- _Problem_
Give the entries again exactly, every one of them.

|---|

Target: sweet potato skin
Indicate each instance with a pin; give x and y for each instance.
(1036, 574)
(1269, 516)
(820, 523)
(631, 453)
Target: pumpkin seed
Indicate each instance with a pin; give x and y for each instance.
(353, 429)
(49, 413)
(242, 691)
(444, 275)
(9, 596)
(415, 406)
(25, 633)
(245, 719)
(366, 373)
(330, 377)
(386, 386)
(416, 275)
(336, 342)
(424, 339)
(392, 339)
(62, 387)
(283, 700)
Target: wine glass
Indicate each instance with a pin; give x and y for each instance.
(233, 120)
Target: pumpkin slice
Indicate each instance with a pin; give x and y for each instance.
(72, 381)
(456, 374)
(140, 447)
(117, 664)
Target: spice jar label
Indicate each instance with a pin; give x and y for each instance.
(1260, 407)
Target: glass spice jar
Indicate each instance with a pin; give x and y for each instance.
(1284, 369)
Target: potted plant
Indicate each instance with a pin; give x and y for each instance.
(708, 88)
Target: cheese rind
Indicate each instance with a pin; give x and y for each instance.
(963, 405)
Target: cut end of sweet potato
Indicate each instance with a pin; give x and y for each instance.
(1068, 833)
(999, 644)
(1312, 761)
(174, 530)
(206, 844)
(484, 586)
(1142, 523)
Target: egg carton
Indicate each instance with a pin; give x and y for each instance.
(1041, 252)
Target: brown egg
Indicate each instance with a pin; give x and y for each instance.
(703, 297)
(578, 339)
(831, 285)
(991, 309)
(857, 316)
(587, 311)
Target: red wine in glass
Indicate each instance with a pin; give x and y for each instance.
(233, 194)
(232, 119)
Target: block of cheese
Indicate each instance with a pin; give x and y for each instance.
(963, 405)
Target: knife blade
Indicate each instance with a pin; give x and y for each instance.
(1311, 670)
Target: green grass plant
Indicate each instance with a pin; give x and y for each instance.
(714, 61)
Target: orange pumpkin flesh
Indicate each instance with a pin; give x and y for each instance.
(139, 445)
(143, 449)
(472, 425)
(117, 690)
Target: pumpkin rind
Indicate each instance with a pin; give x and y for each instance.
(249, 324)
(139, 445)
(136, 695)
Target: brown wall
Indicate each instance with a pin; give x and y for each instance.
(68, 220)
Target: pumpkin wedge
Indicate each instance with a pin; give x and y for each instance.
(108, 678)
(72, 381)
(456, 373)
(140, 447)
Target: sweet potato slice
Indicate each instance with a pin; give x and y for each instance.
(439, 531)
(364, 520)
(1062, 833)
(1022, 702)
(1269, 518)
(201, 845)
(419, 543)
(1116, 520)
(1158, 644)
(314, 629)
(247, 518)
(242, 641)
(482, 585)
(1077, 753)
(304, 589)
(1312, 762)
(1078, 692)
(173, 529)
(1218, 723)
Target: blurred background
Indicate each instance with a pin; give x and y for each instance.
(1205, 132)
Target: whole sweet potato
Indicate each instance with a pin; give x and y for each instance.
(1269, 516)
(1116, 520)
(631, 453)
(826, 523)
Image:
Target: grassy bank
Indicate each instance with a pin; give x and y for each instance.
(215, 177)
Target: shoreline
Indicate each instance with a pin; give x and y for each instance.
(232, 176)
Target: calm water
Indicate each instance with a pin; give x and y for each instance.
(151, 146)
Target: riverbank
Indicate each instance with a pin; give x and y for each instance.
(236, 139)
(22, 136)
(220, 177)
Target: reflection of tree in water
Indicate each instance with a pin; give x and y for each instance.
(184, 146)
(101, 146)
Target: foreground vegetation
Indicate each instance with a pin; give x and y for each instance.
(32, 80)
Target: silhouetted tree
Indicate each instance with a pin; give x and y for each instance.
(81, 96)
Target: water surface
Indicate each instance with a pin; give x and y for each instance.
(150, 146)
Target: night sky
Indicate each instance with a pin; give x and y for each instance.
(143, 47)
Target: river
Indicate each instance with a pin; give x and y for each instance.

|---|

- _Output below_
Target: sweet potato skin
Indicate each instance with a pin; give x and y for each instance.
(1036, 574)
(1269, 516)
(820, 523)
(631, 453)
Target: pumpkin seed
Indicate each instance with a pin; give x and y for each instance.
(353, 429)
(49, 413)
(242, 691)
(444, 275)
(9, 596)
(415, 406)
(25, 633)
(245, 719)
(366, 373)
(330, 377)
(386, 386)
(416, 275)
(336, 342)
(424, 339)
(392, 339)
(62, 387)
(283, 700)
Target: wine glass
Indicate each instance with a pin; give x and y for each instance.
(233, 120)
Target: pumpkin slice
Indicate each instance with a pin; give x and y for each instance.
(72, 381)
(456, 374)
(140, 447)
(117, 664)
Target: spice jar label
Indicate each instance with a pin; give x and y for each instance.
(1260, 407)
Target: glass spice jar
Indicate each instance with a pin; give x and y for each instance.
(1284, 369)
Target: potted plant
Indicate each instance with a pin; give x and y for each instance.
(708, 88)
Target: cheese rind
Indicate each instance with a pin; give x and y for each instance.
(963, 405)
Target: cut end of sweet potato
Indicate each instance with a pin; give x and y for each instance.
(1068, 833)
(999, 644)
(1312, 761)
(174, 530)
(206, 844)
(484, 586)
(1142, 523)
Target: egg carton
Indicate each instance with a pin; give x and y for each instance.
(1041, 252)
Target: brown egg
Indicate each instance with a pin; give x and y for each instance.
(703, 297)
(578, 339)
(831, 285)
(991, 309)
(857, 316)
(587, 311)
Target: red wine in glass
Indicate each instance with a pin; give x and y for each instance.
(233, 194)
(232, 119)
Target: block of cheese
Indicate each instance with a pin; give x and y for each instance.
(963, 405)
Target: knife blade
Indicate each instance with a pin; give x and y for each instance.
(1311, 670)
Target: green grass plant
Indicate each instance with a pin; give x and y for each instance.
(714, 61)
Target: orange pumpkin flesh
Indicate each instance with a pin; give x and y for each instance.
(139, 445)
(143, 449)
(472, 425)
(117, 690)
Target: pumpkin rind
Indicate each instance with a pin; give x and y for each instance.
(249, 324)
(139, 445)
(136, 695)
Target: brown wall
Indicate each instance with a pin; give x and y for each instance.
(68, 220)
Target: pumpkin wedge
Indicate each instance with a pin; give x and y for each instance.
(108, 678)
(72, 381)
(456, 373)
(140, 447)
Target: sweet potato slice
Indicate each instance with a pin; give x and y for each instance.
(439, 531)
(364, 520)
(1062, 833)
(1022, 702)
(1269, 518)
(201, 845)
(419, 543)
(1116, 520)
(1158, 644)
(314, 629)
(247, 518)
(242, 641)
(482, 585)
(1077, 753)
(304, 589)
(1312, 762)
(1078, 692)
(173, 529)
(1218, 723)
Target: blurred background
Indicate each instance with a pin; give x and y for each instance.
(1205, 132)
Target: whole sweet potato
Indicate each instance with a pin; give x and y for each instance.
(1269, 516)
(1116, 520)
(631, 453)
(826, 523)
Image:
Target: grassy bank
Indicate each instance with a pin; give x and y for each instance.
(215, 177)
Target: shoreline
Indicate each instance with a pin; give x and y for each instance.
(232, 176)
Target: calm water
Indicate each instance with a pin; give x and y for each instance.
(151, 146)
Target: riverbank
Indicate each instance with a pin; give x and y for each instance.
(236, 139)
(22, 136)
(220, 177)
Target: reflection of tree in water
Indicate each instance with a pin; give x and y for each instance.
(184, 146)
(101, 146)
Target: foreground vegetation
Indicate each instance with a pin; give x and y for each instance.
(32, 80)
Target: silhouetted tree
Indicate each instance with a pin; give x and y for each instance.
(81, 96)
Target: water surface
Indicate each instance with a pin; give x and y for each instance.
(150, 146)
Target: night sky
Indicate each instance with a pin; give x and y for each instance.
(143, 47)
Target: river
Indicate each instance with a pin; give x and y for each instance.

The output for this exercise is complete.